Records shown start
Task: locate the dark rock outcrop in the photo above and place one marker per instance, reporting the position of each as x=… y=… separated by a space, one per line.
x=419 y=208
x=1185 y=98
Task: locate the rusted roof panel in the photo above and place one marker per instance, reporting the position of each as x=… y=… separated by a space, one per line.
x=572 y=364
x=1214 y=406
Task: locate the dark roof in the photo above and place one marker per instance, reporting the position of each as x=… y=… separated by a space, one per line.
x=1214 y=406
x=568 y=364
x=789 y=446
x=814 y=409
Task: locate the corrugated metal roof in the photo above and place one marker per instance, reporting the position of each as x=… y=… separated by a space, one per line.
Records shown end
Records shown start
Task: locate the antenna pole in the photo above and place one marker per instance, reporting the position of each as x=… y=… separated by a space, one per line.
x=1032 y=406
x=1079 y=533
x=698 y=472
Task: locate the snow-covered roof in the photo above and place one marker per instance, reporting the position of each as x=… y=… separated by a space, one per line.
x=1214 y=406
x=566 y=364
Records shown end
Reproduce the items beginning with the line that contains "Task: locate the dark rock" and continuing through the line that contains "Task: locate the corrugated", substituting "pin" for "marker" and leaving everything else unchanged.

Task: locate the dark rock outcrop in the photo above and place one pin per instance, reporting the position of each as x=… y=… separated by a space, one per line.
x=419 y=208
x=1185 y=98
Task: locate the rusted roof panel in the photo above and place one pin per instance, reporting the position of each as x=… y=… separated by a space, one per line.
x=572 y=364
x=1214 y=406
Task: locate the dark roof in the photo above and place one pin per instance, reporting the position of each as x=… y=… separated by a space, one per line.
x=1214 y=406
x=568 y=364
x=789 y=446
x=814 y=409
Task: locate the corrugated metal roof in the photo above and place one pin per instance, reporting the position of each as x=… y=… separated by a space, one per line.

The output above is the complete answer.